## [Supplied passage]
-=-=-=-=-

Re: [squid-users] questions about what's in my logs... from Amos Jeffries on 2013-07-18 (squid-users)

From: Amos Jeffries <squid3_at_treenet.co.nz>
Date: Fri, 19 Jul 2013 00:43:41 +1200

On 19/07/2013 12:10 a.m., Travel Factory S.r.l. wrote:
>
> Yesteray I moved for several hours all my users to the 2 new servers.
>
> Since I want to test SMP / Rock and eventually SMPCarp I went to have
> a look at my logs.
>
> My first goal is understand which max-size to set to rock cache_dir.
> So I did this on one server:
> grep SWAPOUT store.log.0 | sed -e 's/ */|/g' | cut -d"|" -f11| cut
> -d"/" -f2 > sizes
> wc -l sizes
> 491458
> followed by:
>
> cat sizes | sort -g | uniq -c > result
> wc -l result
> 68900
>
> you can download the file, if you want, from www.bruxx.it/frank/result.
>
> These are SWAPOUT entries and as far as I know they are stored on
> disk... are they ?
>
> You will notice that there are 18902 requests for 43 bytes SWAPOUT.
> 15414 are from http://p.twitter.com/t.gif?
>
> Is it normal that these files are cached ?

Yes. Looks like a web-bug to me, and a lot of those are coded up using
"no-cache" as if it were preventing caching. Which can be a nice save of
bandwidth if it is a icon-sized bug, but the 1px once the IMS headers
can be larger than the original payload size was to begin with - so no
gain using no-cache over no-store.

>
> 1374048878.108 SWAPOUT 00 00008061 FE66CED6D9B9E3E31D39654ED9FE19FA
> 200 1374048878 1328738114 -1 image/gif 43/43 GET
> http://p.twitter.com/t.gif?
>
> I can't find a single HIT in access log, well.... ok, I have 1265
> TCP_REFRESH_UNMODIFIED/304
> On my prodution server (squid 2.7) I only have TCP_MISS in the logs !

-=-=-=-=-

## [Problem statement]
Answer these questions from the squid-users thread:
(a) What count did "wc -l sizes" return?
(b) Of the 18902 requests for 43 bytes SWAPOUT, how many are from http://p.twitter.com/t.gif?
(c) Which Squid version runs on the production server?
The rows that come next play no part in this work.

## [Supplied information]
-=-=-=-=-

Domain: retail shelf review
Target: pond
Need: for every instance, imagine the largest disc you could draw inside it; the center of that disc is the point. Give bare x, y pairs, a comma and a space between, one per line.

-=-=-=-=-

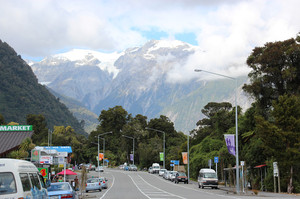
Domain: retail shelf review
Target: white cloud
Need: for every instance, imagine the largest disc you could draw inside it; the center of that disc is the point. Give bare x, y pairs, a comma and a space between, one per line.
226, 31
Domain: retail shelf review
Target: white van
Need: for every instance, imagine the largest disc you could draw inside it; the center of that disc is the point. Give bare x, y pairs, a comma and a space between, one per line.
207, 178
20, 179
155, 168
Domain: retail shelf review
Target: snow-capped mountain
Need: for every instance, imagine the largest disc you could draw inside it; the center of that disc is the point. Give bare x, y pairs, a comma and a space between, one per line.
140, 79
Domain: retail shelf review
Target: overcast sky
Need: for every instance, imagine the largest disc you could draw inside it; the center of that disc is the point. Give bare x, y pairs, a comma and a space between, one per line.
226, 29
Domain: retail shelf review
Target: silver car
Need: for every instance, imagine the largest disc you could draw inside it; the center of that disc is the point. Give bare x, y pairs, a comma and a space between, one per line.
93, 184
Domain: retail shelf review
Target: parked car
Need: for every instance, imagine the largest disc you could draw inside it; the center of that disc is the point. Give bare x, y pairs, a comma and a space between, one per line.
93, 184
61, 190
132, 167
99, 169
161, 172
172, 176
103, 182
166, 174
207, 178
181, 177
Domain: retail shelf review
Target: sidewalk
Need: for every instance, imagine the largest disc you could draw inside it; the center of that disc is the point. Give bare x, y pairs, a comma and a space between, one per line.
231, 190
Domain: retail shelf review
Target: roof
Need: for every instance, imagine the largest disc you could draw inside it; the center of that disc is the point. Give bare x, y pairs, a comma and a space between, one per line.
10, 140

-=-=-=-=-

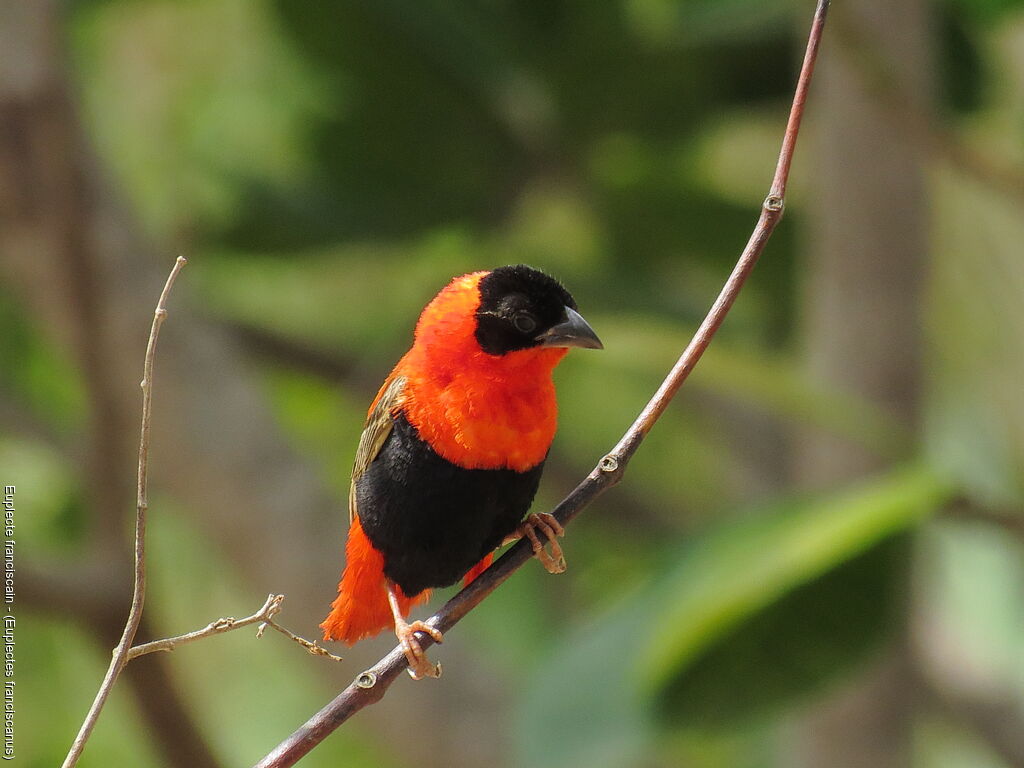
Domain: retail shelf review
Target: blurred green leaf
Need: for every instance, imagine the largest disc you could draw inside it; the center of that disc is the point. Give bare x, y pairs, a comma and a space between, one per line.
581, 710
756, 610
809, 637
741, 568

-=-=-=-=-

## [Answer to this task]
(a) 491458
(b) 15414
(c) Squid 2.7